_ABOUT THIS EXERCISE_
Find the word "stone" in the records and copy every line where it occurs.

*** RECORDS FOR PROCESSING Section Begins ***

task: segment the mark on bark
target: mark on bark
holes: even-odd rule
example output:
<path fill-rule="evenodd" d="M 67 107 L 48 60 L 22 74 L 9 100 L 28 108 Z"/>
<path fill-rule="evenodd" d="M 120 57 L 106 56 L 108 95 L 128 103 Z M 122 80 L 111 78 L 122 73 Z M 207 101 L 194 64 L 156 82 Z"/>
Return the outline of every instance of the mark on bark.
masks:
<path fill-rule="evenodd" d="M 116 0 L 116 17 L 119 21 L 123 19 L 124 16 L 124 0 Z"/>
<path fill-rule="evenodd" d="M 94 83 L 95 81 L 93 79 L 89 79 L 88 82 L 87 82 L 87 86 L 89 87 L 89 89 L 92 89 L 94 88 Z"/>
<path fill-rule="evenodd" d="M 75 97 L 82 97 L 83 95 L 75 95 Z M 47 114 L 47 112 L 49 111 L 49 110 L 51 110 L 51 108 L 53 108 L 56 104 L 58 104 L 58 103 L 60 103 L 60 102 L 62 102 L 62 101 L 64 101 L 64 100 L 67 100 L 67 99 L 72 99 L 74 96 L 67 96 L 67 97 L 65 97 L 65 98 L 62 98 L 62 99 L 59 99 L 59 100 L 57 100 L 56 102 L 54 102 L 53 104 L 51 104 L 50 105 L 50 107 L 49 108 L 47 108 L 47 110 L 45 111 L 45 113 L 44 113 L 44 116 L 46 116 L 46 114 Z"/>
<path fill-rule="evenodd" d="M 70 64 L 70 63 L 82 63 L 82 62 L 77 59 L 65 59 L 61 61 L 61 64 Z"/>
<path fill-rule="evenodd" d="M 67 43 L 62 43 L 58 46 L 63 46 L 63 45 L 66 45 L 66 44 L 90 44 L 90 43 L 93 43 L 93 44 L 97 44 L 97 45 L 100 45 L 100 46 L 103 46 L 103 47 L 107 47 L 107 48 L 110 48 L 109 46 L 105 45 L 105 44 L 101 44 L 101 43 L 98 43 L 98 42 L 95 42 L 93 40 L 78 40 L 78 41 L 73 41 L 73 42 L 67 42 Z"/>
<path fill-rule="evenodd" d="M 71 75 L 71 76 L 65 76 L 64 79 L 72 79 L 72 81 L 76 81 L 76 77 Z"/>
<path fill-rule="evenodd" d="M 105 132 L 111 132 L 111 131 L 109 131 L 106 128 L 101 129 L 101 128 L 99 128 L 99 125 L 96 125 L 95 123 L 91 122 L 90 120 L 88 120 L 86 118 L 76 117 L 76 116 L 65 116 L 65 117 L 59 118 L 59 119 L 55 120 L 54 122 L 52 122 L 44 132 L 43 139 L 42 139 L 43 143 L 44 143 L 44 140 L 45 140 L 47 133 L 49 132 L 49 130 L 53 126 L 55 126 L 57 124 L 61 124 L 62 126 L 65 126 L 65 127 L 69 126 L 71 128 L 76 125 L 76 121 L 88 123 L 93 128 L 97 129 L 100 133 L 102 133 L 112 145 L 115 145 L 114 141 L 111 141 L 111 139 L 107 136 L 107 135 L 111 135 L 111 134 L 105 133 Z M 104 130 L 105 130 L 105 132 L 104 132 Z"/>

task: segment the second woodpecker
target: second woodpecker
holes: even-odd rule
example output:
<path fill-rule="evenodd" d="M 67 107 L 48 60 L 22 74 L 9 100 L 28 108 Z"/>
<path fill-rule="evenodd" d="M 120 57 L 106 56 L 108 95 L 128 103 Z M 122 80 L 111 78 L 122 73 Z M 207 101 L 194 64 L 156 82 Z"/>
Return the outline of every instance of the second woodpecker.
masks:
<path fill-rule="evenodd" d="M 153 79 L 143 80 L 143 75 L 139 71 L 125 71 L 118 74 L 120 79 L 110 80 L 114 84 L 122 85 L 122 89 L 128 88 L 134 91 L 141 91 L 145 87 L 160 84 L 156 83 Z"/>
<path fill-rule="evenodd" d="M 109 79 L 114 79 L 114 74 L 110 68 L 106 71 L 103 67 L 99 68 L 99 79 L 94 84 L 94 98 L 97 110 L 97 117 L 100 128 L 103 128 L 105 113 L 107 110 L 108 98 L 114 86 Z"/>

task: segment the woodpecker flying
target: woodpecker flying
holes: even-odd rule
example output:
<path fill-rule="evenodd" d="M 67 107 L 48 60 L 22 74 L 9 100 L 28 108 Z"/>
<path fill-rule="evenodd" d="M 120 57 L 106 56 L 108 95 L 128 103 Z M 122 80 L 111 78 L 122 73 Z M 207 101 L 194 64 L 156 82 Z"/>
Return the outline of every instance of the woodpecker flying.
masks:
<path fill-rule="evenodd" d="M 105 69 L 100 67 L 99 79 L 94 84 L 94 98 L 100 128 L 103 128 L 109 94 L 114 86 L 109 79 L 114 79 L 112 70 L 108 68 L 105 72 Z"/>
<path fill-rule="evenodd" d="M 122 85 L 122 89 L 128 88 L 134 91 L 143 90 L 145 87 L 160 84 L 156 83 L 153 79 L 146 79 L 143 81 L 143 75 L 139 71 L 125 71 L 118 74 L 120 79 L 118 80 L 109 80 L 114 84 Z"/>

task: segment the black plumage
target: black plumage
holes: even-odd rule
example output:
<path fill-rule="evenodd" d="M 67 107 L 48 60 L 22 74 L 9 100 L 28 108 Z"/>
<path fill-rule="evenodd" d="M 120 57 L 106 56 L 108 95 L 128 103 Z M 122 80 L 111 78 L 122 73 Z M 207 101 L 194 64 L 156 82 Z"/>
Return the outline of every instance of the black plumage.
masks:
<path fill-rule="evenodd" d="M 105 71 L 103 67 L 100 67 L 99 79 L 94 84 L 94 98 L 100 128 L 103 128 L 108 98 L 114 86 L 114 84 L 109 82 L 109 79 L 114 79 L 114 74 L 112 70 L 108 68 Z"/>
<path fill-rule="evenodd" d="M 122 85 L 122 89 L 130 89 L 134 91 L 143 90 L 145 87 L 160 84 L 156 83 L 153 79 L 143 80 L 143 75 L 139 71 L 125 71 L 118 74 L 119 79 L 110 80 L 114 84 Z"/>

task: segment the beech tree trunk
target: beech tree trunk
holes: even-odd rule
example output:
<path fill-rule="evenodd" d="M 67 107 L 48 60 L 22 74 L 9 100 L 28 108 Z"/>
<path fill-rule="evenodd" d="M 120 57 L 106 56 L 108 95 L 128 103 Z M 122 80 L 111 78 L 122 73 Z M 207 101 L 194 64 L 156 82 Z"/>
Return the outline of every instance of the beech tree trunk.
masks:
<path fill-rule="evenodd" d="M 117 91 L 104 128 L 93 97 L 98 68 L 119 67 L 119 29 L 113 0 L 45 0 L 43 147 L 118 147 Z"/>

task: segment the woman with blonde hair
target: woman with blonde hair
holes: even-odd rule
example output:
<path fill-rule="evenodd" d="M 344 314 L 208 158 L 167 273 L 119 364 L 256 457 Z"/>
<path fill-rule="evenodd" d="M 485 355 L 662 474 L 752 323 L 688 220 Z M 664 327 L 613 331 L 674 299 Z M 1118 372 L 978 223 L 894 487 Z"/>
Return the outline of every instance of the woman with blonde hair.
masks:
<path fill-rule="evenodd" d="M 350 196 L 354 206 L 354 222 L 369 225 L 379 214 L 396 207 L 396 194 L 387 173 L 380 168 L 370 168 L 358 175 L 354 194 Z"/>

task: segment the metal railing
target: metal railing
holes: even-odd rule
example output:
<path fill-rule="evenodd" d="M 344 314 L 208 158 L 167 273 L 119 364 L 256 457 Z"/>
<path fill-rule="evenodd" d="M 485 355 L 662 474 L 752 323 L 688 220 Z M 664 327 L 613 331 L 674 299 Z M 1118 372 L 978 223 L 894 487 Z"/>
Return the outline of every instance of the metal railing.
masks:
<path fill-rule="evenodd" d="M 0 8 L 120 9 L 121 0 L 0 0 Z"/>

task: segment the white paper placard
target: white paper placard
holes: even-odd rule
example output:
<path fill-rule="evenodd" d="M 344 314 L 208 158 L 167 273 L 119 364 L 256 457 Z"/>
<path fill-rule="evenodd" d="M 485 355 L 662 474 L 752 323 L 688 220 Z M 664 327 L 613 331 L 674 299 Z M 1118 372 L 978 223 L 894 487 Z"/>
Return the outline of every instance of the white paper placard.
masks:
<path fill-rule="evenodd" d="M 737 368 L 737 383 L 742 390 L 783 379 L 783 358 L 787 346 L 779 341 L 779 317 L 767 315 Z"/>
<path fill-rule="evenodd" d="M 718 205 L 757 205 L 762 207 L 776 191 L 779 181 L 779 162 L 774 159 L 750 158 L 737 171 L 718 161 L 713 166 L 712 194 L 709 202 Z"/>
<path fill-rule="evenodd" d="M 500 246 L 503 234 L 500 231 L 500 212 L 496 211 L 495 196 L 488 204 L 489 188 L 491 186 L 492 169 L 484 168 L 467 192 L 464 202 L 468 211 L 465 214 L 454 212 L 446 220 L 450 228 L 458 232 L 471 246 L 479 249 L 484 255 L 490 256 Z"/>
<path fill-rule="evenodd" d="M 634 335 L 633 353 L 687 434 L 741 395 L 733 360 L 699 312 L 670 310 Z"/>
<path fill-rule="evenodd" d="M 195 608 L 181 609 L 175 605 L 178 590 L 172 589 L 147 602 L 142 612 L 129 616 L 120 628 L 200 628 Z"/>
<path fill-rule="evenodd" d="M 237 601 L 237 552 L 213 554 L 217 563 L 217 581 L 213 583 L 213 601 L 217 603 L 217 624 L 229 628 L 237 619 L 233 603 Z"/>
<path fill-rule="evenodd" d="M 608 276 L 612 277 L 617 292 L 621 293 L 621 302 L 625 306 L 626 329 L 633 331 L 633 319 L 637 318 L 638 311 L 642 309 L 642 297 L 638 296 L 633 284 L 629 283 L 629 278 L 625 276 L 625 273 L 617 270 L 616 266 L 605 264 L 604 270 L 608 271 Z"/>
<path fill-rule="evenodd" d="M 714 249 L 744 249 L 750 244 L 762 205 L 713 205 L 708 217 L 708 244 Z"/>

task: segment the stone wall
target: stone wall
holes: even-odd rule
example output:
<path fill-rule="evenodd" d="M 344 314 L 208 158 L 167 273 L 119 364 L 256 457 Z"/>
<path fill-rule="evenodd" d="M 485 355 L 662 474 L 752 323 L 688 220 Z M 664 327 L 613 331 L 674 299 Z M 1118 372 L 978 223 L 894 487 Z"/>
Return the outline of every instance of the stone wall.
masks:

*** RECORDS FOR PROCESSING Section Ends ***

_ANSWER_
task: segment the stone wall
target: stone wall
Return the outline of every instance of the stone wall.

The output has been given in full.